++++ ФРАГМЕНТ ТЕКСТА

Дмитрий Ренанский: «Олдскульной политике Казанской оперы нужен какой-то очевидный эстетический противовес»

Дмитрий Ренанский: «Олдскульной политике Казанской оперы нужен какой-то очевидный эстетический противовес»
Дмитрий Ренанский Фото: permopera.ru

«А так ли вы уверены в том, что у казанской публики именно консервативные эстетические запросы?» — задается вопросом один из самых известных российских оперных критиков, корреспондент ИД «Коммерсант», петербуржец Дмитрий Ренанский. По окончании очередного Шаляпин-феста «БИЗНЕС Online» поговорил с одним из его гостей о скучном формате казанского форума, лучших театральных фестивалях страны и образовательной миссии искусства.

«Эстетический спектр, который представляет Шаляпинский фестиваль, довольно узок»

++++++++

● **УСЛОВИЯ ЗАДАНИЙ**:
[A] Корреспондентом какого издательского дома назван Дмитрий Ренанский во фрагменте?
[B] Перечислите все темы, которые, согласно фрагменту, «БИЗНЕС Online» обсудил с Дмитрием Ренанским.
[C] Скопируйте из фрагмента текст от слов «Дмитрий Ренанский Фото: permopera.ru» до слов «образовательной миссии искусства.» включительно.
Данные никак не связаны с приведенным фрагментом.

++++ ИСХОДНЫЕ ДАННЫЕ

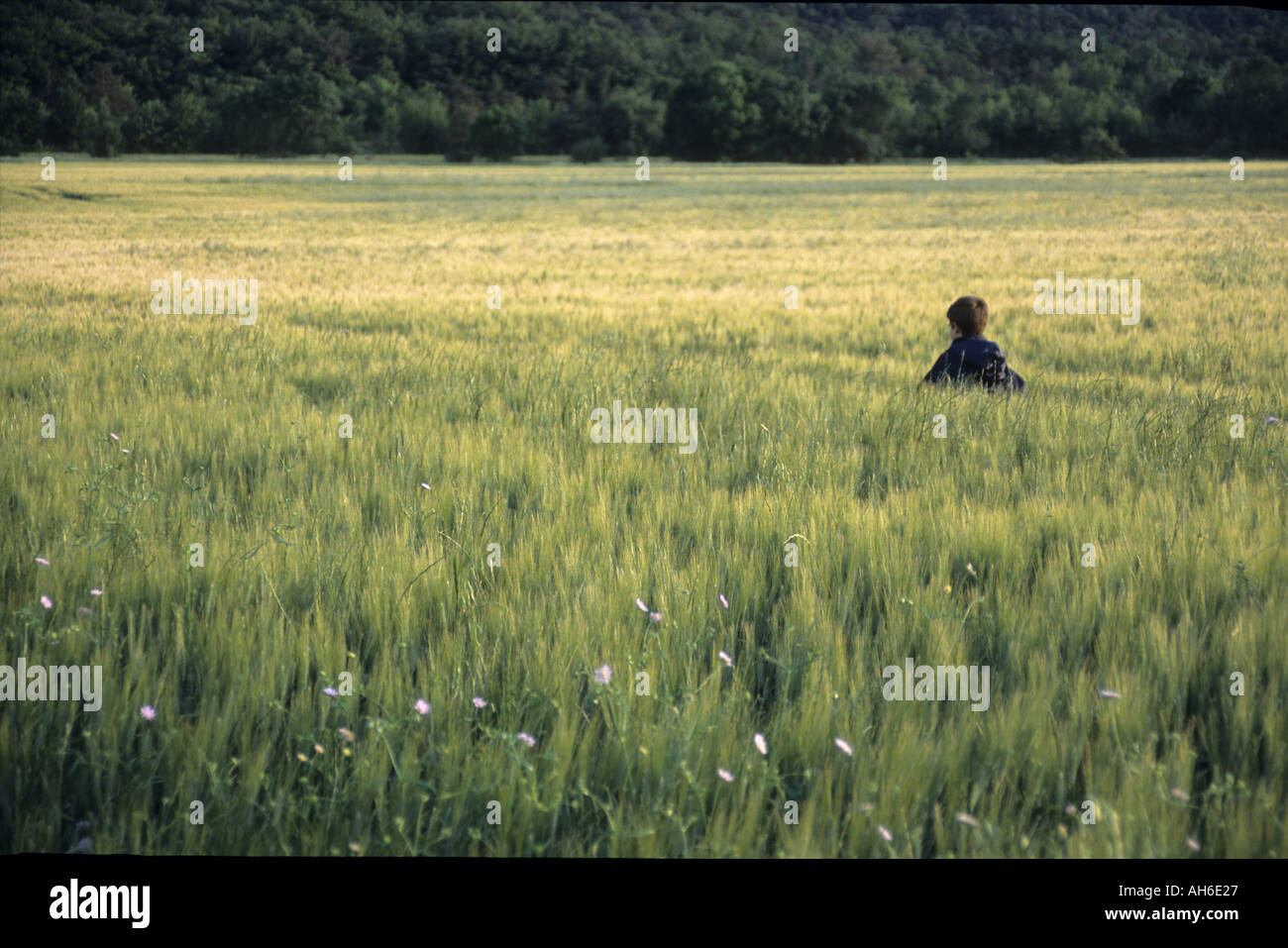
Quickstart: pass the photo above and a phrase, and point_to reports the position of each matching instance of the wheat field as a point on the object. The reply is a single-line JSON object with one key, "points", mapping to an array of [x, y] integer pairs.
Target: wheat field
{"points": [[471, 544]]}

++++++++

● **ОЖИДАЕМЫЕ ОТВЕТЫ**:
[A] ИД «Коммерсант».

[B]
- скучный формат казанского форума
- лучшие театральные фестивали страны
- образовательная миссия искусства

[C]
Дмитрий Ренанский Фото: permopera.ru

«А так ли вы уверены в том, что у казанской публики именно консервативные эстетические запросы?» — задается вопросом один из самых известных российских оперных критиков, корреспондент ИД «Коммерсант», петербуржец Дмитрий Ренанский. По окончании очередного Шаляпин-феста «БИЗНЕС Online» поговорил с одним из его гостей о скучном формате казанского форума, лучших театральных фестивалях страны и образовательной миссии искусства.